* **Latihan**:
Susun ulang setiap baris dari semua catatan di bawah ini menjadi daftar bernomor, dengan menghilangkan baris kosong.

* **Informasi yang Diberikan**:
· · ·
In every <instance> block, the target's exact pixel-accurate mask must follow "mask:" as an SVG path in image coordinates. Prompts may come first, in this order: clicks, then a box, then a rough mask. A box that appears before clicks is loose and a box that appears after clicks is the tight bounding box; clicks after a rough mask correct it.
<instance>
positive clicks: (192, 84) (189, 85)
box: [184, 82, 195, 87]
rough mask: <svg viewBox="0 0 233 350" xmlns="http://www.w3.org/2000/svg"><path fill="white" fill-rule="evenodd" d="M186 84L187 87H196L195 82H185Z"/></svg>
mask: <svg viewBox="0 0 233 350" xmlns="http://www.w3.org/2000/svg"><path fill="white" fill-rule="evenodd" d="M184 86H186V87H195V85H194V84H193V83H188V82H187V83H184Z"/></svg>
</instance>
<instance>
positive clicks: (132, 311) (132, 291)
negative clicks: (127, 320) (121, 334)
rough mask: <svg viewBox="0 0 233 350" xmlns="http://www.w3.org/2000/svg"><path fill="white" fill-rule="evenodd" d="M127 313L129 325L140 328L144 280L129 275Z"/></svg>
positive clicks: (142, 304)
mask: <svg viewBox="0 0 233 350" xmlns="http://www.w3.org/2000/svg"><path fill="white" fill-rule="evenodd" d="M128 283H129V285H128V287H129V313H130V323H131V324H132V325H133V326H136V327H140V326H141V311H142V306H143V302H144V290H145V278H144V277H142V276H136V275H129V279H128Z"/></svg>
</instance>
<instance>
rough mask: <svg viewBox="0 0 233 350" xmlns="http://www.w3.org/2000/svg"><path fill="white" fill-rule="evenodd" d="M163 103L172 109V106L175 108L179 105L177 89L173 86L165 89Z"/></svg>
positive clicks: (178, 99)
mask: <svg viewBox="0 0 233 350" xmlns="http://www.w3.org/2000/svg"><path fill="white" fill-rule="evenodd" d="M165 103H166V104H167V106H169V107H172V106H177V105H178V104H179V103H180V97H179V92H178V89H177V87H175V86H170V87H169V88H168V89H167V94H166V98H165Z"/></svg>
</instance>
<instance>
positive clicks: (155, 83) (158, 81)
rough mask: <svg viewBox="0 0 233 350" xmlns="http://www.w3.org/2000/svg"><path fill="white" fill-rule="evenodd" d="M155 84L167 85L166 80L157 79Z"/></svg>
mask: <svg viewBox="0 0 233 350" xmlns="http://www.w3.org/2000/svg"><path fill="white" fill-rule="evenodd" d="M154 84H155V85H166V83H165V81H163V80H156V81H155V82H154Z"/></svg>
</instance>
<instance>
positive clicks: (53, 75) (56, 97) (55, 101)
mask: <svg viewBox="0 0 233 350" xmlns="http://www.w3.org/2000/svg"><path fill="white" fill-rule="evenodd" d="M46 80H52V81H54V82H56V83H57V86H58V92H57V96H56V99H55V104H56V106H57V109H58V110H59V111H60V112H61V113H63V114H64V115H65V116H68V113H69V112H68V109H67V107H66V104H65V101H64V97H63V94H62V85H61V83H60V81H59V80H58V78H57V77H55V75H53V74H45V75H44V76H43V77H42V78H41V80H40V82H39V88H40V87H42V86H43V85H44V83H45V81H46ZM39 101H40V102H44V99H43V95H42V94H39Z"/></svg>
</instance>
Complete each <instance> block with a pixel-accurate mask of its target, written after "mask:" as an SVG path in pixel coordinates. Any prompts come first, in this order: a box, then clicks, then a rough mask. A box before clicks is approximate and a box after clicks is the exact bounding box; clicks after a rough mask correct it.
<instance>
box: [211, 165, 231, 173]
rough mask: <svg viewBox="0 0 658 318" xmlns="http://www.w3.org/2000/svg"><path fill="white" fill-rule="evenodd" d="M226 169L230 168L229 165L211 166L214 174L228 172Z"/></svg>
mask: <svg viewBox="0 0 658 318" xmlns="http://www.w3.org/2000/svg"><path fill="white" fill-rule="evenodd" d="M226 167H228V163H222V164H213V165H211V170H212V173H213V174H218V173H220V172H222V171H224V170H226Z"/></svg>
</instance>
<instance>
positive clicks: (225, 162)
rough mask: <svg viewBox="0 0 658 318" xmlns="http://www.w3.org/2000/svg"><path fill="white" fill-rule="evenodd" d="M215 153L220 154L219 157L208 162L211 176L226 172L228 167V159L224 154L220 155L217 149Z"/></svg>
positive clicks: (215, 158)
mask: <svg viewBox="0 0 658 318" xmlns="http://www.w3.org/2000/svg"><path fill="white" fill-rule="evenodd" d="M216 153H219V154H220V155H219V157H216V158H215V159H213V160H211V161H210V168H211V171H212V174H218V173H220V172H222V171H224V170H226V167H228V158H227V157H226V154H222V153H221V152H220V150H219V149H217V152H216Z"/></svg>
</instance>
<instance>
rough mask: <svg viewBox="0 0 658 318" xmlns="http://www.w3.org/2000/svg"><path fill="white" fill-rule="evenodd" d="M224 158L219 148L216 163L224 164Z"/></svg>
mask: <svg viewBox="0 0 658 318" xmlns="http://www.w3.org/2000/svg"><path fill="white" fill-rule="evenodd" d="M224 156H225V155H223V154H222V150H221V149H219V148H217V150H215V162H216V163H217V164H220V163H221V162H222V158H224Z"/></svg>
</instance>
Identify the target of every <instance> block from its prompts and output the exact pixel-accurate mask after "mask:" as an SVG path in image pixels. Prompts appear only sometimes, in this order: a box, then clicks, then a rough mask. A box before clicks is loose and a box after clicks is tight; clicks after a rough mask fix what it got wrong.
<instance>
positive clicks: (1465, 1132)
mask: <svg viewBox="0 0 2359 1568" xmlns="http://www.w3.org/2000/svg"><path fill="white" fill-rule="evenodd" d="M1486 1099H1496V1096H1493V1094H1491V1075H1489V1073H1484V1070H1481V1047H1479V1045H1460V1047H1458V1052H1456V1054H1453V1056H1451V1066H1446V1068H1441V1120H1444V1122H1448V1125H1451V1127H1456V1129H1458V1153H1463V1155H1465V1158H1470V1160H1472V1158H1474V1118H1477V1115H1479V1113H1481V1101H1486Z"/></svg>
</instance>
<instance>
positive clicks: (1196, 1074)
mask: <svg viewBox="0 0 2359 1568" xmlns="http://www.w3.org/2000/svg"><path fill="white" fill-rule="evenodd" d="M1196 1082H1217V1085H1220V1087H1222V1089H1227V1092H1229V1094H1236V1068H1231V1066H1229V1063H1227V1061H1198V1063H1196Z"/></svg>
· · ·
* **Jawaban**:
1. In every <instance> block, the target's exact pixel-accurate mask must follow "mask:" as an SVG path in image coordinates. Prompts may come first, in this order: clicks, then a box, then a rough mask. A box that appears before clicks is loose and a box that appears after clicks is the tight bounding box; clicks after a rough mask correct it.
2. <instance>
3. positive clicks: (192, 84) (189, 85)
4. box: [184, 82, 195, 87]
5. rough mask: <svg viewBox="0 0 233 350" xmlns="http://www.w3.org/2000/svg"><path fill="white" fill-rule="evenodd" d="M186 84L187 87H196L195 82H185Z"/></svg>
6. mask: <svg viewBox="0 0 233 350" xmlns="http://www.w3.org/2000/svg"><path fill="white" fill-rule="evenodd" d="M184 86H186V87H195V85H194V84H193V83H188V82H187V83H184Z"/></svg>
7. </instance>
8. <instance>
9. positive clicks: (132, 311) (132, 291)
10. negative clicks: (127, 320) (121, 334)
11. rough mask: <svg viewBox="0 0 233 350" xmlns="http://www.w3.org/2000/svg"><path fill="white" fill-rule="evenodd" d="M127 313L129 325L140 328L144 280L129 275Z"/></svg>
12. positive clicks: (142, 304)
13. mask: <svg viewBox="0 0 233 350" xmlns="http://www.w3.org/2000/svg"><path fill="white" fill-rule="evenodd" d="M128 283H129V285H128V287H129V313H130V323H131V324H132V325H133V326H136V327H140V326H141V311H142V306H143V302H144V290H145V278H144V277H142V276H136V275H129V279H128Z"/></svg>
14. </instance>
15. <instance>
16. rough mask: <svg viewBox="0 0 233 350" xmlns="http://www.w3.org/2000/svg"><path fill="white" fill-rule="evenodd" d="M163 103L172 109V106L175 108L179 105L177 89L173 86L165 89Z"/></svg>
17. positive clicks: (178, 99)
18. mask: <svg viewBox="0 0 233 350" xmlns="http://www.w3.org/2000/svg"><path fill="white" fill-rule="evenodd" d="M165 103H166V104H167V106H169V107H172V106H177V105H178V104H179V103H180V97H179V92H178V89H177V87H175V86H170V87H169V88H168V89H167V94H166V98H165Z"/></svg>
19. </instance>
20. <instance>
21. positive clicks: (155, 83) (158, 81)
22. rough mask: <svg viewBox="0 0 233 350" xmlns="http://www.w3.org/2000/svg"><path fill="white" fill-rule="evenodd" d="M155 84L167 85L166 80L157 79Z"/></svg>
23. mask: <svg viewBox="0 0 233 350" xmlns="http://www.w3.org/2000/svg"><path fill="white" fill-rule="evenodd" d="M154 84H155V85H166V83H165V81H163V80H156V81H155V82H154Z"/></svg>
24. </instance>
25. <instance>
26. positive clicks: (53, 75) (56, 97) (55, 101)
27. mask: <svg viewBox="0 0 233 350" xmlns="http://www.w3.org/2000/svg"><path fill="white" fill-rule="evenodd" d="M46 80H52V81H54V82H56V83H57V86H58V92H57V96H56V99H55V104H56V106H57V109H58V110H59V111H60V112H61V113H63V114H64V115H65V116H68V113H69V112H68V109H67V107H66V104H65V101H64V97H63V94H62V85H61V83H60V81H59V80H58V78H57V77H55V75H53V74H45V75H44V76H43V77H42V78H41V80H40V82H39V88H40V87H42V86H43V85H44V83H45V81H46ZM39 101H40V102H44V99H43V95H42V94H39Z"/></svg>
28. </instance>
29. Complete each <instance> block with a pixel-accurate mask of its target, written after "mask:" as an SVG path in pixel coordinates. Any prompts come first, in this order: a box, then clicks, then a rough mask. A box before clicks is approximate and a box after clicks is the exact bounding box; clicks after a rough mask correct it.
30. <instance>
31. box: [211, 165, 231, 173]
32. rough mask: <svg viewBox="0 0 658 318" xmlns="http://www.w3.org/2000/svg"><path fill="white" fill-rule="evenodd" d="M226 169L230 168L229 165L211 166L214 174L228 172Z"/></svg>
33. mask: <svg viewBox="0 0 658 318" xmlns="http://www.w3.org/2000/svg"><path fill="white" fill-rule="evenodd" d="M226 167H228V163H222V164H213V165H211V170H212V173H213V174H218V173H220V172H222V171H224V170H226Z"/></svg>
34. </instance>
35. <instance>
36. positive clicks: (225, 162)
37. rough mask: <svg viewBox="0 0 658 318" xmlns="http://www.w3.org/2000/svg"><path fill="white" fill-rule="evenodd" d="M215 153L220 154L219 157L208 162L211 176L226 172L228 167V159L224 154L220 155L217 149Z"/></svg>
38. positive clicks: (215, 158)
39. mask: <svg viewBox="0 0 658 318" xmlns="http://www.w3.org/2000/svg"><path fill="white" fill-rule="evenodd" d="M216 153H219V154H220V155H219V157H216V158H215V159H213V160H211V161H210V168H211V171H212V174H218V173H220V172H222V171H224V170H226V167H228V158H227V157H226V154H222V153H221V152H220V150H219V149H217V152H216Z"/></svg>
40. </instance>
41. <instance>
42. rough mask: <svg viewBox="0 0 658 318" xmlns="http://www.w3.org/2000/svg"><path fill="white" fill-rule="evenodd" d="M224 158L219 148L216 163L224 164Z"/></svg>
43. mask: <svg viewBox="0 0 658 318" xmlns="http://www.w3.org/2000/svg"><path fill="white" fill-rule="evenodd" d="M224 156H225V155H223V154H222V150H221V149H219V148H217V150H215V162H216V163H217V164H220V163H221V162H222V158H224Z"/></svg>
44. </instance>
45. Identify the target of every <instance> block from its prompts and output the exact pixel-accurate mask after "mask:" as an SVG path in image pixels. Prompts appear only sometimes, in this order: a box, then clicks, then a rough mask. A box before clicks is loose and a box after clicks is tight; clicks after a rough mask fix what it got wrong.
46. <instance>
47. positive clicks: (1465, 1132)
48. mask: <svg viewBox="0 0 2359 1568" xmlns="http://www.w3.org/2000/svg"><path fill="white" fill-rule="evenodd" d="M1486 1099H1496V1096H1493V1094H1491V1075H1489V1073H1484V1070H1481V1047H1479V1045H1460V1047H1458V1052H1456V1054H1453V1056H1451V1066H1446V1068H1441V1120H1444V1122H1448V1125H1451V1127H1456V1129H1458V1153H1463V1155H1465V1158H1470V1160H1472V1158H1474V1118H1477V1115H1479V1113H1481V1101H1486Z"/></svg>
49. </instance>
50. <instance>
51. positive clicks: (1196, 1074)
52. mask: <svg viewBox="0 0 2359 1568" xmlns="http://www.w3.org/2000/svg"><path fill="white" fill-rule="evenodd" d="M1196 1082H1217V1085H1220V1087H1222V1089H1227V1092H1229V1094H1236V1068H1231V1066H1229V1063H1227V1061H1198V1063H1196Z"/></svg>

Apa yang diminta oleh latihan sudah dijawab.